-- Start SUPPLIED PASSAGE --

Archrock Partners Reports Fourth-Quarter and Full-Year 2015 Results

  • Full-year 2015 EBITDA, as further adjusted, of $315.5 million, up from $280.2 million in full year 2014
  • Distributable Cash Flow coverage of 1.17x for fourth quarter 2015

HOUSTON--()--Archrock Partners, L.P. (NASDAQ:APLP) today reported EBITDA, as further adjusted (as defined below), of $75.3 million for the fourth quarter 2015, compared to $78.2 million for the third quarter 2015 and $80.5 million for the fourth quarter 2014. Distributable cash flow (as defined below) was $46.3 million for the fourth quarter 2015, compared to $45.2 million for the third quarter 2015 and $53.4 million for the fourth quarter 2014.

Revenue was $161.4 million for the fourth quarter 2015, compared to $163.3 million for the third quarter 2015 and $161.1 million for the fourth quarter 2014.

Net income, excluding certain items, for the fourth quarter 2015 was $16.3 million, or $0.19 per diluted limited partner unit, compared to net income, excluding certain items, of $18.7 million, or $0.23 per diluted limited partner unit, for the third quarter 2015, and $23.8 million, or $0.36 per diluted limited partner unit, for the fourth quarter 2014. In the fourth quarter 2015, excluded items include a non-cash goodwill impairment of $127.8 million and a non-cash long-lived asset impairment of $26.5 million.

EBITDA, as further adjusted, was $315.5 million for 2015, compared to $280.2 million for 2014. Distributable cash flow totaled $190.7 million in 2015, compared to $177.6 million in 2014.

Revenue was $656.8 million for 2015, compared to $581.0 million for 2014. Net income, excluding certain items, for 2015 was $83.0 million, or $1.09 per diluted limited partner unit. Net income, excluding certain items, for 2014 was $77.7 million, or $1.18 per diluted limited partner unit. In 2015, excluded items include a non-cash goodwill impairment of $127.8 million, a non-cash long-lived asset impairments of $39.0 million, and expensed acquisition cost of $0.3 million.

“In the fourth quarter, Archrock Partners performed well and continued to demonstrate the relative stability of our production-related services business despite the difficult market environment,” said Brad Childers, Chairman, President and Chief Executive Officer of Archrock Partners’ managing general partner. “Going forward, we are highly focused on cost management and working with our customers to maintain operating horsepower through this challenging period.”

For the fourth quarter 2015, Archrock Partners’ quarterly cash distribution was $0.5725 per limited partner unit, or $2.29 per limited partner unit on an annualized basis. The fourth-quarter 2015 distribution was unchanged from the third-quarter 2015 distribution and $0.015 higher than the fourth-quarter 2014 distribution of $0.5575 per limited partner unit.

-- End SUPPLIED PASSAGE --
-- Start MATERIAL PROVIDED --

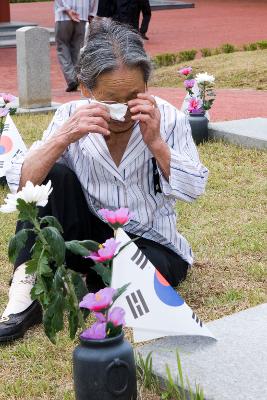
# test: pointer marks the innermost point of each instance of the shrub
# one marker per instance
(262, 44)
(227, 48)
(165, 59)
(250, 46)
(206, 52)
(187, 55)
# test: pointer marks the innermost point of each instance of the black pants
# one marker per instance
(143, 7)
(67, 203)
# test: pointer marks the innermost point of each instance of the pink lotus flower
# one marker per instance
(7, 97)
(3, 112)
(194, 105)
(185, 71)
(98, 301)
(189, 83)
(116, 316)
(97, 331)
(116, 218)
(106, 251)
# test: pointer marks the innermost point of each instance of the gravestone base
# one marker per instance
(232, 368)
(250, 132)
(41, 110)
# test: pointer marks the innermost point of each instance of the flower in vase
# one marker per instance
(185, 71)
(4, 112)
(30, 194)
(96, 331)
(98, 301)
(189, 83)
(106, 251)
(116, 316)
(195, 106)
(116, 218)
(204, 77)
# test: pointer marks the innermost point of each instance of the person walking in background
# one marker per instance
(143, 6)
(70, 20)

-- End MATERIAL PROVIDED --

▶ EXERCISE SET:
a) Answer these from the Archrock Partners earnings release:
(i) What revenue did the partnership report for the fourth quarter 2015?
(ii) How much was the fourth-quarter 2015 cash distribution per limited partner unit?
(iii) What was total distributable cash flow for 2015?
b) Please extend the Archrock Partners earnings release, starting after its paragraph on the fourth-quarter 2015 cash distribution.

▶ RESPONSES IN ORDER:
a)
(i) $161.4 million
(ii) $0.5725
(iii) $190.7 million

b)
Conference Call Details

Archrock, Inc. and Archrock Partners, L.P. will host a joint conference call on Thursday, Feb. 25, 2016, to discuss their fourth-quarter 2015 financial results. The call will begin at 11:00 a.m. Eastern Time.

To listen to the call via a live webcast, please visit Archrock’s website at www.archrock.com. The call will also be available by dialing 1-800-446-1671 in the United States and Canada or +1-847-413-3362 for international calls. Please call approximately 15 minutes prior to the scheduled start time and reference Archrock conference call number 41861269.

A replay of the conference call will be available on Archrock’s website for approximately seven days. Also, a replay may be accessed by dialing 1-888-843-7419 in the United States and Canada, or +1-630-652-3042 for international calls. The access code is 41861269#.

EBITDA, as further adjusted, a non-GAAP measure, is defined as net income (loss) (a) excluding income taxes, interest expense (including debt extinguishment costs and gain or loss on termination of interest rate swaps), depreciation and amortization expense, impairment charges, restructuring charges, expensed acquisition costs, other items and non-cash selling, general and administrative (“SG&A”) costs (b) plus the amounts reimbursed to us by Archrock, Inc. as a result of caps on cost of sales and SG&A costs provided in the omnibus agreement to which Archrock, Inc. and Archrock Partners are parties (the “Omnibus Agreement”), which amounts are treated as capital contributions from Archrock, Inc. for accounting purposes.

EBITDA, as further adjusted (without the benefit of the cost caps), a non-GAAP measure, is defined as EBITDA, as further adjusted, less the amounts reimbursed to us by Archrock, Inc. as a result of caps on cost of sales and SG&A costs provided in the Omnibus Agreement.

Distributable cash flow, a non-GAAP measure, is defined as net income (loss) (a) plus depreciation and amortization expense, impairment charges, restructuring charges, expensed acquisition costs, non-cash SG&A costs, interest expense and any amounts reimbursed to us by Archrock, Inc. as a result of the caps on cost of sales and SG&A costs provided in the Omnibus Agreement, which amounts are treated as capital contributions from Archrock, Inc. for accounting purposes, (b) less cash interest expense (excluding amortization of deferred financing fees, amortization of debt discount and non-cash transactions related to interest rate swaps) and maintenance capital expenditures, and (c) excluding gains or losses on asset sales and other items.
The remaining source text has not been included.